**OBJECTIVE:** Could you repeat all of the lines below, requests included, scaling every point coordinate in the answers by 1.95 and rounding to the nearest whole number, with halves going up? Leave the pictures out of your reply.

-- BEGIN --

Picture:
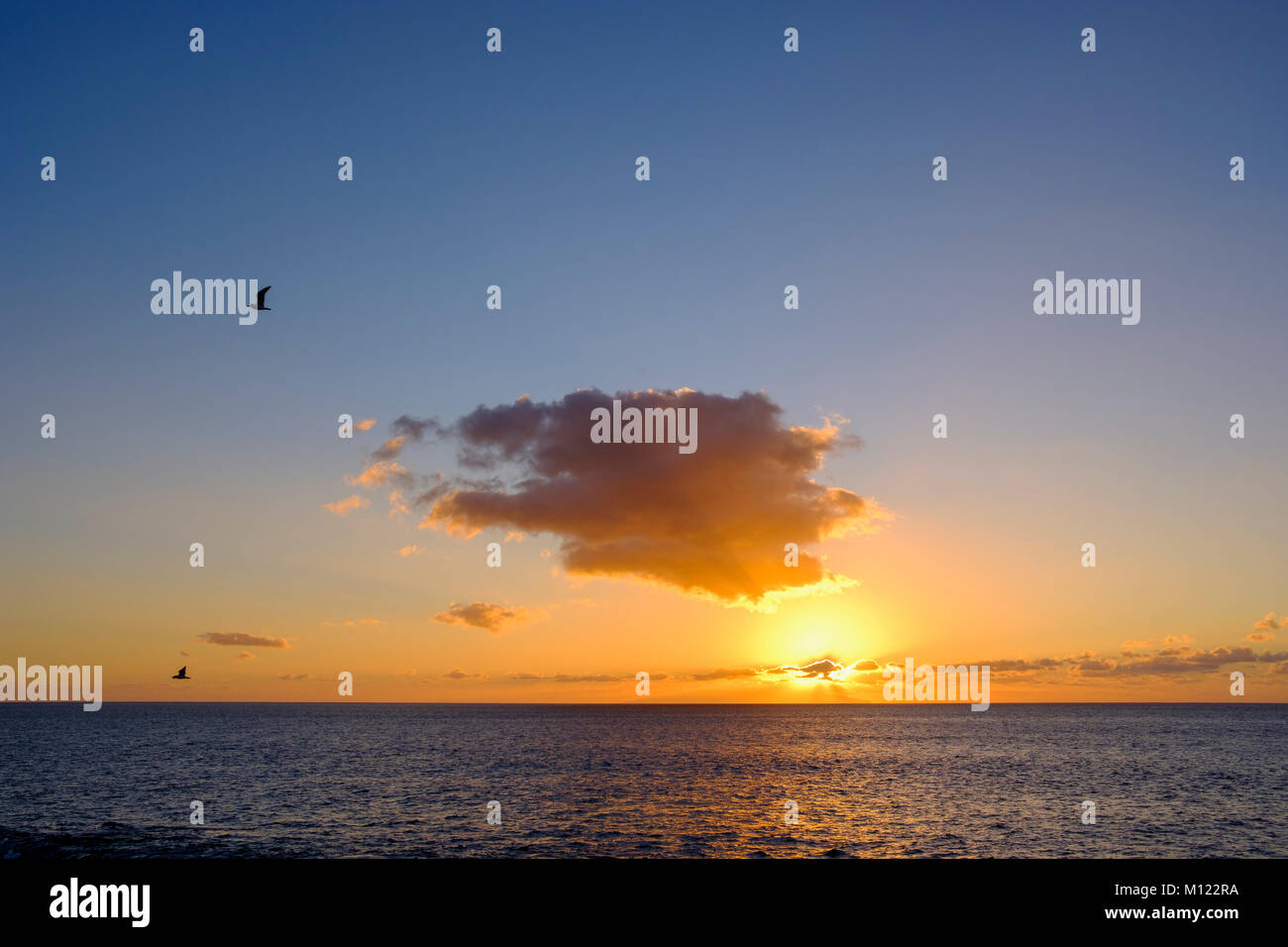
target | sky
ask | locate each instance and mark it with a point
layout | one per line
(767, 169)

-- END --

**RESULT OF THIS EXERCISE:**
Picture:
target | sky
ask | locate each instance and mark it with a point
layout | one per line
(1496, 330)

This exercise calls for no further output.